**Reading passage:**
---+---
Tempered or toughened glass  is a type of safety glass processed by controlled thermal or chemical treatments to increase its strength compared with normal glass. Tempering puts the outer surfaces into compression and the interior into tension. Such stresses cause the glass, when broken, to shatter into small granular chunks instead of splintering into jagged shards as ordinary annealed glass does. The granular chunks are less likely to cause injury.

Tempered glass is used for its safety and strength in a variety of applications, including passenger vehicle windows, shower doors, aquariums, architectural glass doors and tables, refrigerator trays, mobile phone screen protectors, bulletproof glass components, diving masks, and plates and cookware.

Properties 

Tempered glass is about four times stronger than annealed glass. The greater contraction of the inner layer during manufacturing induces compressive stresses in the surface of the glass balanced by tensile stresses in the body of the glass. Fully tempered 6-mm thick glass must have either a minimum surface compression of 69 MPa (10 000 psi) or an edge compression of not less than 67 MPa (9 700 psi). For it to be considered safety glass, the surface compressive stress should exceed . As a result of the increased surface stress, when broken the glass breaks into small rounded chunks as opposed to sharp jagged shards.
---+---
**Information provided:**
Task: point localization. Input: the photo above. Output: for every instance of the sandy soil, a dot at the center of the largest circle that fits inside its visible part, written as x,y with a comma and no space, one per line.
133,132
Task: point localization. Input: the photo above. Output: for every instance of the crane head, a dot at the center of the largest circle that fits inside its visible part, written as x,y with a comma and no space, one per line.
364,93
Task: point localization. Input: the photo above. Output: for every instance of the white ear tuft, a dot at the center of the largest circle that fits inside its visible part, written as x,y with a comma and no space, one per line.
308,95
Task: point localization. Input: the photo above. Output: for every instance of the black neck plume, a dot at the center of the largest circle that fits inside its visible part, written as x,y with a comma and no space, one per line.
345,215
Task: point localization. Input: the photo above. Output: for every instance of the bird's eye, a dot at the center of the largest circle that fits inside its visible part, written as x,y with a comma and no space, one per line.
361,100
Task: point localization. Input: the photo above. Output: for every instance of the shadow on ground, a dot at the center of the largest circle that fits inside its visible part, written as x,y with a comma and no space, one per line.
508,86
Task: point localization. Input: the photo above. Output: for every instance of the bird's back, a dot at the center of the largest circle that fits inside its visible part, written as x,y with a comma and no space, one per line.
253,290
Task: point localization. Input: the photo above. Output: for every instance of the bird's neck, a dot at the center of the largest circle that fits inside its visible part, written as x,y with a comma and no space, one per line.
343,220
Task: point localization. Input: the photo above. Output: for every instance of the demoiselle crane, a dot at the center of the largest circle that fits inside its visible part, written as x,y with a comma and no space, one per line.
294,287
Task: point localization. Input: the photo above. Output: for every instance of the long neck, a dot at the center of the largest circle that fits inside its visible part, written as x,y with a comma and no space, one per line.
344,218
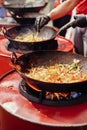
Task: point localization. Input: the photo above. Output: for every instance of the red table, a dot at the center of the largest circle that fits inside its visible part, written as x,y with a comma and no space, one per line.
17,113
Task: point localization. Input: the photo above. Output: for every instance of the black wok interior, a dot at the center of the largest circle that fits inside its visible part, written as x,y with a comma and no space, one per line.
45,32
48,58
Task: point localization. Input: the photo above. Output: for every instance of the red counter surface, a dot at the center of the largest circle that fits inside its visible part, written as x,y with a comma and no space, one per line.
21,114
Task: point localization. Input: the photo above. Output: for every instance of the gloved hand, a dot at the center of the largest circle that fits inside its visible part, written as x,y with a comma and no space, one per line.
81,20
41,21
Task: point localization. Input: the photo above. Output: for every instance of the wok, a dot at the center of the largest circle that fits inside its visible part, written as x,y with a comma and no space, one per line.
27,18
47,58
20,8
46,32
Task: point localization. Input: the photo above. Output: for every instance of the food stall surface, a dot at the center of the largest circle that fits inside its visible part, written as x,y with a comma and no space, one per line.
16,112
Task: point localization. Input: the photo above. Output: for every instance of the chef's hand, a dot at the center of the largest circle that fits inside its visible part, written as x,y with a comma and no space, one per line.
41,21
81,20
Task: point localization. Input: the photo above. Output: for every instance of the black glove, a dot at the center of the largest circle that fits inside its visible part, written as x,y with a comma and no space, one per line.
41,21
81,21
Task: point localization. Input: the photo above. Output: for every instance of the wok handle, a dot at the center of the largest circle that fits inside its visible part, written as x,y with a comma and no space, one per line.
13,58
4,30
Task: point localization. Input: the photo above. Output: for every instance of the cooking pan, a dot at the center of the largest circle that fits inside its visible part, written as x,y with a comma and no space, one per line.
27,18
46,32
19,8
48,58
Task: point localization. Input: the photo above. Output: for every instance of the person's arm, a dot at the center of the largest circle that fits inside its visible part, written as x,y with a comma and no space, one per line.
56,13
63,9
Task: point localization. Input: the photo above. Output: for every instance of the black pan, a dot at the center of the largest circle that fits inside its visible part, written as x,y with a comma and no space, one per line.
47,58
27,18
19,8
46,32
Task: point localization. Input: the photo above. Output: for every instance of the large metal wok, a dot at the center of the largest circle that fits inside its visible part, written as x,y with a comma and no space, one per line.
47,58
21,7
27,18
47,33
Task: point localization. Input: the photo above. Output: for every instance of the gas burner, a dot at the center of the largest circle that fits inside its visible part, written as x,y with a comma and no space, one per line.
72,98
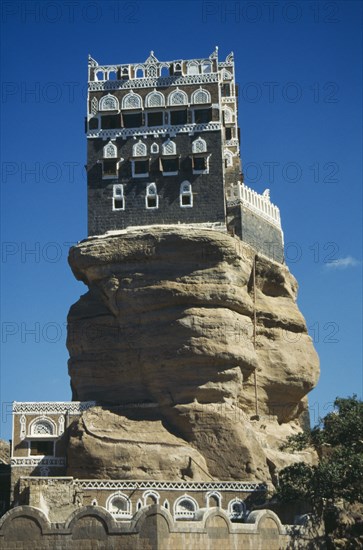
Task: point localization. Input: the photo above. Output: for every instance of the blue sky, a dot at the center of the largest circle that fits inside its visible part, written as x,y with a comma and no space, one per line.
298,66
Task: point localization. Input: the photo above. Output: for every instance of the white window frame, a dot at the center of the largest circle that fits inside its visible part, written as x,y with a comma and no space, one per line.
115,196
148,194
188,193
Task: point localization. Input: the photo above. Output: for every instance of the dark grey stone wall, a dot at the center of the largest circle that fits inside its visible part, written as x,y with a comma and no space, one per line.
257,232
208,195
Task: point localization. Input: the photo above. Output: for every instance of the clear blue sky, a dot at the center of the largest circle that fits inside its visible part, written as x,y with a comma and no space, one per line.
298,66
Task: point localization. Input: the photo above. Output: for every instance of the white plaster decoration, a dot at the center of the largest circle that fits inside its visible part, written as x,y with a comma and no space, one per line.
155,99
154,496
94,106
156,130
177,97
109,103
199,146
206,67
42,427
110,150
168,148
49,407
132,101
185,507
233,486
201,96
228,115
119,505
193,67
239,193
139,149
151,197
228,157
61,425
186,195
30,462
236,508
212,494
22,427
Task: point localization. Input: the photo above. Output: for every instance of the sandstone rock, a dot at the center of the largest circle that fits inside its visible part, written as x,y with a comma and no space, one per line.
168,321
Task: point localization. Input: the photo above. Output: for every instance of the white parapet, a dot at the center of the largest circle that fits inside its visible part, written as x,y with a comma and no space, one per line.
260,204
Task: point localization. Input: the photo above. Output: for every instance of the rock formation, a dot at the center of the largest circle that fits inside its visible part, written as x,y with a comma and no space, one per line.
163,341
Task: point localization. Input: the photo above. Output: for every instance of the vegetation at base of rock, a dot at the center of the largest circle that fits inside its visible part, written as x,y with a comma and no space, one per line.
334,487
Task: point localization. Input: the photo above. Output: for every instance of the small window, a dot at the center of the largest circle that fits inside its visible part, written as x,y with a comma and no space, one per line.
152,199
118,201
132,120
109,169
41,448
202,116
170,166
109,122
93,124
186,195
178,117
140,168
228,133
226,90
200,165
155,119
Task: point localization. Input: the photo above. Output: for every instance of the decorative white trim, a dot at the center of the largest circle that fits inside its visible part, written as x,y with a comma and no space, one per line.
239,193
184,513
234,514
38,407
110,151
131,101
109,103
177,97
155,99
156,130
199,145
201,96
120,513
151,493
30,462
232,486
45,423
22,427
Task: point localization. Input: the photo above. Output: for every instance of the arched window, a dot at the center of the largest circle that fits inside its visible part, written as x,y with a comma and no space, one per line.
193,67
206,67
118,199
178,97
119,505
139,149
201,96
94,106
132,101
185,507
168,148
43,427
228,115
186,195
155,99
199,146
236,509
213,499
109,103
228,159
152,199
151,497
110,151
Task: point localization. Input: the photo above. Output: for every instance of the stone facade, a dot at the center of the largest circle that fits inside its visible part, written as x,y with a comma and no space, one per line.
164,149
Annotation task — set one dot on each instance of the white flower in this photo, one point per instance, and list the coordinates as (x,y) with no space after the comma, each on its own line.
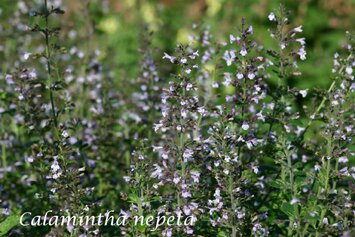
---+---
**Exercises:**
1. Pick out every line of the records that contains the word "rock", and copy each one.
2. Continue the passage on tempered glass, starting after its last sentence.

**Per-task outputs:**
1.
Task: point localization. Input: the photo above. Output: for every instance of the sandstone rock, a dot at the center of the largest circle that fits inside its visible part, written as x,y with a comma and no space, one per line.
Task: point localization. Input: the photo above. Output: for every instance of the rock formation, a dot at the center of the largest circle that fits inside its visible part, written as x,y with a comma and no space, one per line.
Task: point localization. Input: the photo above. Output: for every instance of the vegetation at base of rock, a dot at the center of the largest circle that fits inside its visible part, written as x,y with a comma and no space, one per line.

2.
Compressive surface stresses give tempered glass increased strength. Annealed glass has almost no internal stress and usually forms microscopic cracks on its surface. Tension applied to the glass can drive crack propagation which, once begun, concentrates tension at the tip of the crack driving crack propagation at the speed of sound through the glass. Consequently, annealed glass is fragile and breaks into irregular and sharp pieces. The compressive stresses on the surface of tempered glass contain flaws, preventing their propagation or expansion.

Any cutting or grinding must be done prior to tempering. Cutting, grinding, and sharp impacts after tempering will cause the glass to fracture.

The strain pattern resulting from tempering can be observed by viewing through an optical polarizer, such as a pair of polarizing sunglasses.

Uses 
 

Tempered glass is used when strength, thermal resistance, and safety are important considerations. Passenger vehicles, for example, have all three requirements. Since they are stored outdoors, they are subject to constant heating and cooling as well as dramatic temperature changes throughout the year. Moreover, they must withstand small impacts from road debris such as stones as well as road accidents. Because large, sharp glass shards would present additional and unacceptable danger to passengers, tempered glass is used so that if broken, the pieces are blunt and mostly harmless. The windscreen or windshield is instead made of laminated glass, which will not shatter into pieces when broken while side windows and the rear windshield have historically been made of tempered glass. Some newer luxury vehicles have laminated side windows to meet occupancy retention regulations, anti-theft purposes, or sound-deadening purposes.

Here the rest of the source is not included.